• Problem to work on
Lay out every line of the items below as a Markdown table with two columns, Row and Line. Number the rows and skip any blank lines.

• Part of a data file
↓
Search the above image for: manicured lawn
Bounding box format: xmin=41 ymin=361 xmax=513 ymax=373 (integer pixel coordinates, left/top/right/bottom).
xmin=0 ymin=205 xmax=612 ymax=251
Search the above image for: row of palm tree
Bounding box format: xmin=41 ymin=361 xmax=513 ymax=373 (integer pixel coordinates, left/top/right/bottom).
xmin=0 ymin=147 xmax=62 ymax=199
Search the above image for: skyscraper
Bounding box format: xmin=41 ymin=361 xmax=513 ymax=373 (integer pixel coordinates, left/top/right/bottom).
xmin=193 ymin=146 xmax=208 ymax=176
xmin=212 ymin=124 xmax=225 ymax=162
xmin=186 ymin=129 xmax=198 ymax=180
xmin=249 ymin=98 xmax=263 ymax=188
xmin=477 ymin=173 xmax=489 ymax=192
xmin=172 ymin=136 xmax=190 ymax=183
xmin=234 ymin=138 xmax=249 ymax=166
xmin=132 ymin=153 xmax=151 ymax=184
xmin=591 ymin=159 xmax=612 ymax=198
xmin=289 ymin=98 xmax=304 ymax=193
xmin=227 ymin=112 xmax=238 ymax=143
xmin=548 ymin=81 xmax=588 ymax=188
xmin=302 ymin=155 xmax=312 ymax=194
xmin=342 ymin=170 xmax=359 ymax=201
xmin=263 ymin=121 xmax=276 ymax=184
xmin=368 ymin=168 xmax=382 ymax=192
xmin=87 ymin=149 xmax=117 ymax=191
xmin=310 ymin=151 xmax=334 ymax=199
↑
• Written solution
| Row | Line |
|---|---|
| 1 | Search the above image for: manicured lawn |
| 2 | Bounding box format: xmin=41 ymin=361 xmax=513 ymax=373 (integer pixel coordinates, left/top/right/bottom). |
| 3 | xmin=0 ymin=205 xmax=612 ymax=251 |
| 4 | Search the above image for: row of palm tree |
| 5 | Bounding box format: xmin=41 ymin=361 xmax=513 ymax=373 (integer pixel coordinates, left/top/right/bottom). |
| 6 | xmin=0 ymin=147 xmax=62 ymax=199 |
| 7 | Search the above image for: skyscraper |
| 8 | Bounding box format: xmin=41 ymin=361 xmax=513 ymax=373 (integer pixel coordinates, left/top/right/bottom). |
| 9 | xmin=193 ymin=146 xmax=208 ymax=176 |
| 10 | xmin=212 ymin=124 xmax=225 ymax=162 |
| 11 | xmin=186 ymin=129 xmax=198 ymax=180 |
| 12 | xmin=249 ymin=98 xmax=263 ymax=188 |
| 13 | xmin=477 ymin=173 xmax=489 ymax=192 |
| 14 | xmin=172 ymin=136 xmax=190 ymax=183 |
| 15 | xmin=234 ymin=138 xmax=249 ymax=166 |
| 16 | xmin=132 ymin=153 xmax=151 ymax=184 |
| 17 | xmin=591 ymin=159 xmax=612 ymax=198 |
| 18 | xmin=289 ymin=98 xmax=304 ymax=193 |
| 19 | xmin=227 ymin=112 xmax=238 ymax=143 |
| 20 | xmin=548 ymin=81 xmax=588 ymax=188 |
| 21 | xmin=302 ymin=155 xmax=312 ymax=194 |
| 22 | xmin=342 ymin=170 xmax=359 ymax=201 |
| 23 | xmin=263 ymin=121 xmax=276 ymax=184 |
| 24 | xmin=368 ymin=168 xmax=382 ymax=192 |
| 25 | xmin=87 ymin=149 xmax=117 ymax=191 |
| 26 | xmin=310 ymin=151 xmax=334 ymax=199 |